→ Text shown
■ ■ ■ ■ ■ ■ ■

I Does this go to 0 for large enough x?

1. Aug 3, 2016

ChrisVer

I have one question... In general I always thought that the exponential function was "dying" out faster than any other polynomial function, such that:
$e^{-x} x^a \rightarrow 0$ for $x \rightarrow \infty$.
[eg this is was used quiet commonly and so I got it as a rule-of-thumb, when deriving wavefunctions for a simple example for the Hydrogen atom]

However recently I read in a paper that this is not true, and as an illustration of how can that be, they logarithm-ized the function like:
$\ln (e^{-x} x^n) = -x + n \ln x$ which goes to infinity for $x,n\rightarrow \infty$.
http://arxiv.org/pdf/1108.4270v5.pdf
in Sec4 (the new paragraph after Eq4.1)

This has confused me, can someone shred some light?

2. Aug 3, 2016

micromass

$n$ is variable. In your example, $a$ is fixed.

3. Aug 3, 2016

ChrisVer

well even if $n$ was not a variable, then the quantity I wrote $-x + n \ln x$ (fixed n), is not really going to zero for large x...

oops sorry... you want the logarithm to go to infinity.

4. Aug 3, 2016

Stephen Tashi

which is on page 10 of the PDF.

However, there is a distinction between limits taken with respect to one variable and limits taken with respect to two variables.

■ ■ ■ ■ ■ ■ ■

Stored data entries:
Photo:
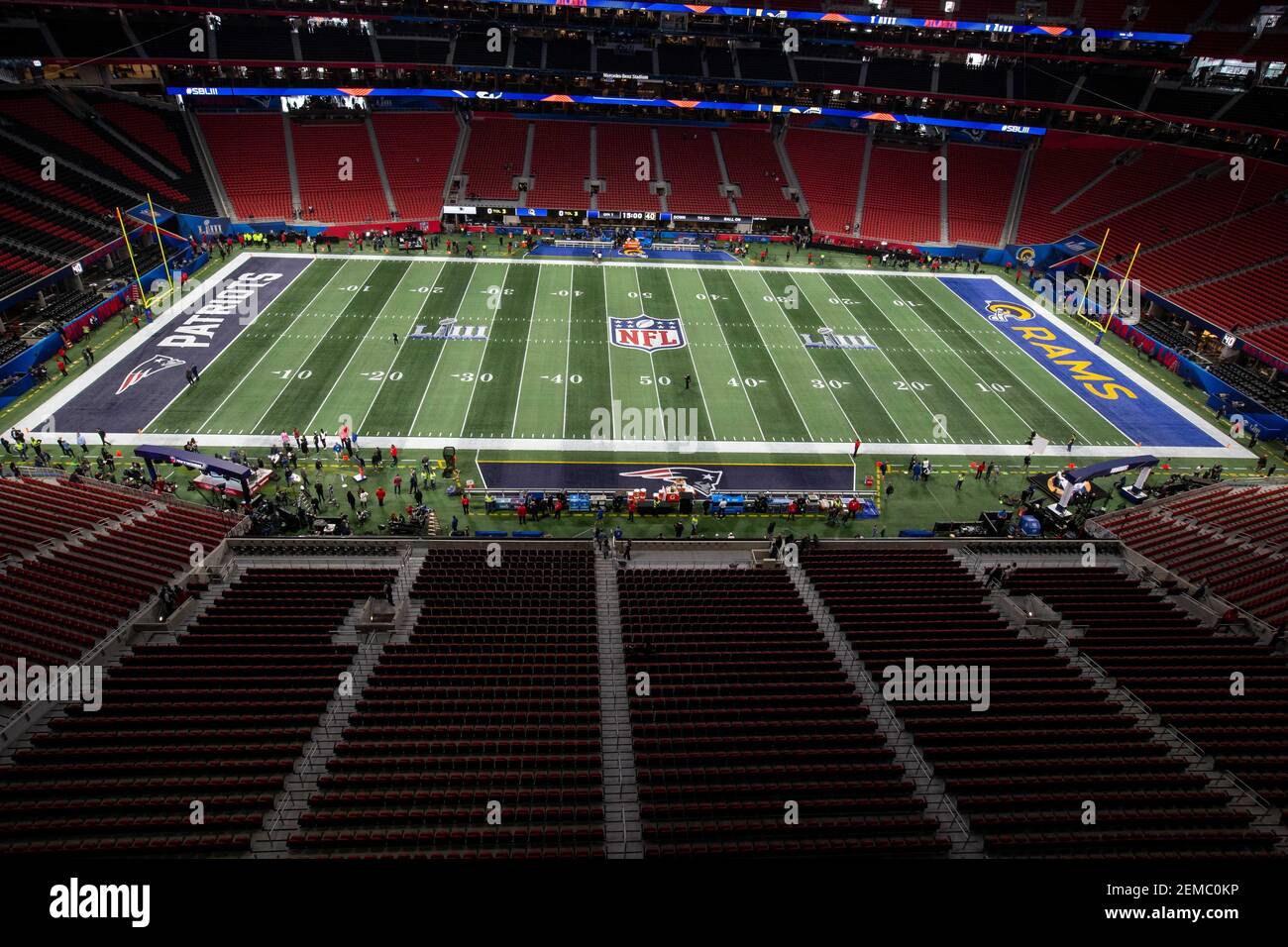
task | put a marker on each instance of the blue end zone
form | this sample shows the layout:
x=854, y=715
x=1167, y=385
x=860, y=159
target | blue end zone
x=1136, y=411
x=616, y=474
x=655, y=253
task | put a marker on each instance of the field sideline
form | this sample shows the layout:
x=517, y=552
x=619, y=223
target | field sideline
x=931, y=371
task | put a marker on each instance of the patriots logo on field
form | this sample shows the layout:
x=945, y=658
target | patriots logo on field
x=1005, y=312
x=146, y=368
x=702, y=479
x=645, y=333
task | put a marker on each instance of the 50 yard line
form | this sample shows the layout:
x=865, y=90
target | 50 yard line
x=694, y=361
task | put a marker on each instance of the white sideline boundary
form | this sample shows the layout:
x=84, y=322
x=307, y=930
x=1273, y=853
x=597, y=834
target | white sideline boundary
x=677, y=450
x=1232, y=450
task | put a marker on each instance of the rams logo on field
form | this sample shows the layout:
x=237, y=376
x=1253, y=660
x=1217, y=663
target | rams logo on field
x=1006, y=312
x=645, y=333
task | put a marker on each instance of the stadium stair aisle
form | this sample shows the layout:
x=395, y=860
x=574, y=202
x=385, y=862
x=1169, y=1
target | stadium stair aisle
x=747, y=714
x=303, y=781
x=101, y=552
x=622, y=831
x=217, y=716
x=1181, y=669
x=481, y=736
x=1050, y=738
x=939, y=802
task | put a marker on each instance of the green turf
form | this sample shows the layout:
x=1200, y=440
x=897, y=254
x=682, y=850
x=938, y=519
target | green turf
x=323, y=355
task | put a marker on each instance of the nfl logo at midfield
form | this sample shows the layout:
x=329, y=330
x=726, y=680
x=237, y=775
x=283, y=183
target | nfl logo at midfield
x=645, y=333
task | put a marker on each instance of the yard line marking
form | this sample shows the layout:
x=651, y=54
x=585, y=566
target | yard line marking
x=362, y=424
x=572, y=291
x=951, y=389
x=782, y=379
x=179, y=394
x=711, y=424
x=441, y=348
x=732, y=360
x=889, y=361
x=608, y=355
x=953, y=350
x=283, y=333
x=356, y=348
x=527, y=344
x=305, y=361
x=849, y=356
x=485, y=343
x=657, y=388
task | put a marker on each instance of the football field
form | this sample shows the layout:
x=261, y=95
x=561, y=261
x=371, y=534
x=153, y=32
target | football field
x=526, y=355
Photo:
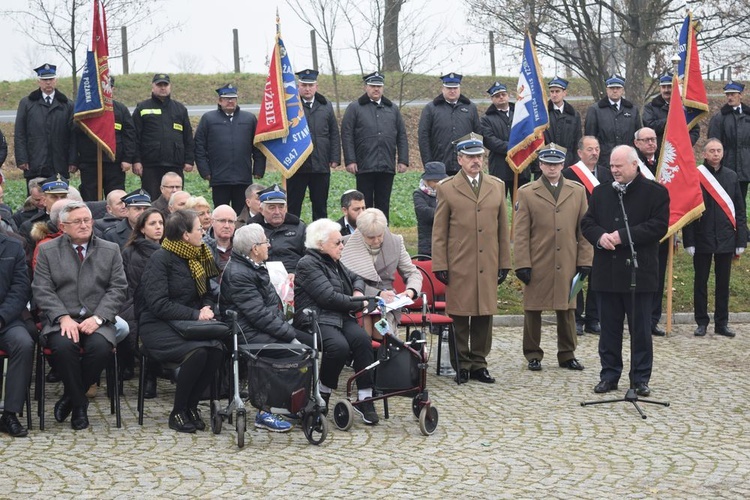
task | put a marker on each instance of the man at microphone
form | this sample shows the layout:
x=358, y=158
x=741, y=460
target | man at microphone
x=646, y=204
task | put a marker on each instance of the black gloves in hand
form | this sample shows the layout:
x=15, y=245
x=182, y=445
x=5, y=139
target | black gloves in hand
x=524, y=274
x=442, y=276
x=584, y=271
x=501, y=275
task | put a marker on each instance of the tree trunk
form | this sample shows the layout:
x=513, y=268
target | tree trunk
x=391, y=56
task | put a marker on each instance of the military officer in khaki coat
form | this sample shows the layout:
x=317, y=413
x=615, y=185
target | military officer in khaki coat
x=471, y=254
x=549, y=250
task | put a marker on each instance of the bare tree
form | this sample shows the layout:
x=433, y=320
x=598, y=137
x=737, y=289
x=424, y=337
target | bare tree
x=65, y=26
x=322, y=17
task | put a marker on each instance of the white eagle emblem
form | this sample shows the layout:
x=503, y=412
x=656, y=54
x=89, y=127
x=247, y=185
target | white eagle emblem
x=668, y=168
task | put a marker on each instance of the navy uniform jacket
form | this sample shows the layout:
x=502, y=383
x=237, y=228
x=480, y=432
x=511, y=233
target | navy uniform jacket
x=647, y=205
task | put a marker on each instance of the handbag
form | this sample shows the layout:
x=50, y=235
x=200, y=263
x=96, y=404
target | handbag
x=201, y=329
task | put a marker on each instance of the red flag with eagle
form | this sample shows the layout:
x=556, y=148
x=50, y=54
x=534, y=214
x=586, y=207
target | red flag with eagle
x=677, y=170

■ ■ ■ ■ ■ ■ ■

→ Work to complete
1. In the forum thread, rewrite the part between "I have one question..." and "for $x \rightarrow \infty$.", inclusive, substituting "power function" for "polynomial function".
2. Extend the forum thread about whether e^{-x} x^a goes to 0 from where it stops.

→ Results for each task
1.
I have one question... In general I always thought that the exponential function was "dying" out faster than any other power function, such that:
$e^{-x} x^a \rightarrow 0$ for $x \rightarrow \infty$.

2.
$\lim_{s\rightarrow \infty} g(s)$ is defined differently than $\lim_{s\rightarrow\infty,\ n\rightarrow\infty} g(s,n)$.

(The wording in the paper is "when both $n$ and $s$ go to $\infty$".)

There is a further distinction between the definition of a "double limit" $\lim_{s\rightarrow\infty,\ n\rightarrow\infty} g(s,n)$ and the definition of the two "iterated limits":
$\lim_{s\rightarrow\infty}( \lim_{n\rightarrow\infty} g(s,n))$
and
$\lim_{n\rightarrow\infty}( \lim_{s\rightarrow\infty} g(s,n))$.

5. Aug 4, 2016

vanhees71

The first limit can be evaluated by repeated application of de L'Hospital's rule,
$$\lim_{x \rightarrow \infty} \frac{x^{a}}{\exp x}=\lim_{x \rightarrow \infty} \frac{a x^{a-1}}{\exp x}=\ldots = \lim_{x \rightarrow \infty} \frac{a(a-1) \ldots (a-n+1) x^{a-n}}{\exp x}=0,$$
where I made $n>a-1$.

6. Aug 4, 2016

Stephen Tashi

L'hospitals rule doesn't apply once the numerator becomes constant, so we should stop when that happens.

7. Aug 5, 2016

vanhees71

If $a \in \mathbb{N}$ then for $n=a$ the numerator becomes constant, and then the limit is also shown to be 0. So there's nothing wrong arguing with de L'Hospital in all cases.

8. Aug 5, 2016

Stephen Tashi

I'm just saying L'Hospital's rule does not apply to a case like $lim_{x\rightarrow\infty} \frac{6}{f(x)}$ since L'Hospital's rule only applies when both the numerator and denominator both have a limit of zero or both have infinite limits. Once you get a constant like 6 in the numerator, you have to use a different justification for finding the limit.

So we shouldn't write a chain of equalities that implies L'Hospital's rule is being applied to the case where the numerator is constant because it is not, in general, true that $lim_{x\rightarrow\infty} \frac{f(x)}{g(x)} = lim_{x\rightarrow\infty} \frac{f'(x)}{g'(x)} =lim_{x\rightarrow\infty} \frac{f"(x)}{g"(x)} = .... = lim_{x\rightarrow\infty} \frac{\frac{d^n}{dx} f(x)}{\frac{d^n}{dx}g(x)}$, running through an arbitary number $n$ of differentiations.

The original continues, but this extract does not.